== ЗАДАНИЕ A ==
Кто, согласно статье о романе «Т», является прототипом графа Т.?

Вячеслав Курицын о романе «Т»

Вячеслав Курицын о романе «Т»

Квест воина

Своя рука

Графу Т., прототипом которого является граф и писатель Л. Н. Толстой, приспичило сотворить силой воображения несколько нужных вещиц. Например, руку, способную держать перо: собственную руку. И тут выясняется, что Т. совершенно не помнит, как выглядит его ладонь. Перед мысленным взором графа проходят другие руки — пухло-короткопалые, красные, бледно-тонкие, смуглые, тронутые азиатской желтизной… чужие, чужие!

Это хороший тренинг: закройте глаза и попытайтесь представить свою руку. Попытайтесь, не глядя в зеркало, вспомнить, как выглядит ваше лицо. Напишите его, кто умеет, кистью или карандашом, кто не умеет — просто словами. Какой формы у вас губы: вот у вас, читатель, видящий эти строки? Тонкие ниточкой или вывернутые орхидеей? Можете вы составить свой фоторобот?

Тренинг развеивает иллюзии, пробуждает сомнения. Вполне пелевинский тренинг: этот автор постоянно чему-то такому учит. Не только он, конечно; в отечественной словесности мы найдем немало удивлений по формуле «неужели вон тот — это я?». Однако, жемчужные зерна они и в Оптиной Пустыни жемчужные зерна. С них и начнем.

Жемчужные зерна

Вот далекое, ночное, в темноте, в искрах. У костра цыгане тянут песню. Заблудшему путнику нужно подойти к костру плавно: не оборвать мелодию, не окунуться в холодное враждебное молчание. И он издалека, еще будучи невидимым, начинает подпевать, и подходит к костру на волне уже начатого диалога. Замечательная сцена.

Вот где-то — тоже довольно далеко, в иной губернии — суровый мужчина седлает лошадь, та пробует его скинуть, не вышло, что же — надо подчиниться, если попался опытный ездок. А сам ездок задается вопросом, как лошадь чувствует разницу между седаками умелым и неумелым, и предполагает, что для лошади эта разница — смена ее собственных настроений. Тоже неплохой тренинг: садясь на лошадь, попытайтесь ощутить себя ею.

== ИСХОДНЫЕ ДАННЫЕ ==
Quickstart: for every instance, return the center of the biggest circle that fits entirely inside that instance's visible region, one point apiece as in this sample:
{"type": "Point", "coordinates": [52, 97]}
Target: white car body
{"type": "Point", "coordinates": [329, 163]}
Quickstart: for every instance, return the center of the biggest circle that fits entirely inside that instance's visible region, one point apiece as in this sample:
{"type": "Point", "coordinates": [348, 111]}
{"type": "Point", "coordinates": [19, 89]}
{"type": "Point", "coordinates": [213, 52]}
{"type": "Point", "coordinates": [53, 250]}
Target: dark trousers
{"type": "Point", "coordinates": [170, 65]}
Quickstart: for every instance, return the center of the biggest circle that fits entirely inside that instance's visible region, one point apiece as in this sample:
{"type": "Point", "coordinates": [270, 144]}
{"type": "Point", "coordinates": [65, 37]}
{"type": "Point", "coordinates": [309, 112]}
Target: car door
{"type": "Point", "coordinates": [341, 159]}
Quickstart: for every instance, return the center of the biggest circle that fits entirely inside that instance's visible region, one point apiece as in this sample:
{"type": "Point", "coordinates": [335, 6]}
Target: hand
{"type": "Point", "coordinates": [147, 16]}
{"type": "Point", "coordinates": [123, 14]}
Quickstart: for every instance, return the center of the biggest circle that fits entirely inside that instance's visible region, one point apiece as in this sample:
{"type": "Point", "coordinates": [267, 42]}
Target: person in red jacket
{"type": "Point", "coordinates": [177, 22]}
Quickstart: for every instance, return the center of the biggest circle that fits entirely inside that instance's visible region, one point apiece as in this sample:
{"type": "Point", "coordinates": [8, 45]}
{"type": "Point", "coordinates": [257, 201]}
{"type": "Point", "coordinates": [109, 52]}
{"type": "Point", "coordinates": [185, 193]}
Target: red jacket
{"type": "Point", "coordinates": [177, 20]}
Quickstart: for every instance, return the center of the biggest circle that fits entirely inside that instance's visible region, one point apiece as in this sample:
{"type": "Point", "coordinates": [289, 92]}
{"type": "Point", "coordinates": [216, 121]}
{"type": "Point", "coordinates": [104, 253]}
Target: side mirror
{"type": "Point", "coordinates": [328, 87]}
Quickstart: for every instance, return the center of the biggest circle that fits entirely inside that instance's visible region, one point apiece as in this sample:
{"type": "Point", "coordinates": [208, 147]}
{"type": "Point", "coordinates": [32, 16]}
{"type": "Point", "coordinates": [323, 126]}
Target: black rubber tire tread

== ЗАДАНИЕ B ==
Подсчитайте, сколько строк в записях содержат слово «jacket» с учетом регистра. В ответе укажите только число.

== РЕЗУЛЬТАТ A ==
Прототипом графа Т. является граф и писатель Л. Н. Толстой.

== РЕЗУЛЬТАТ B ==
2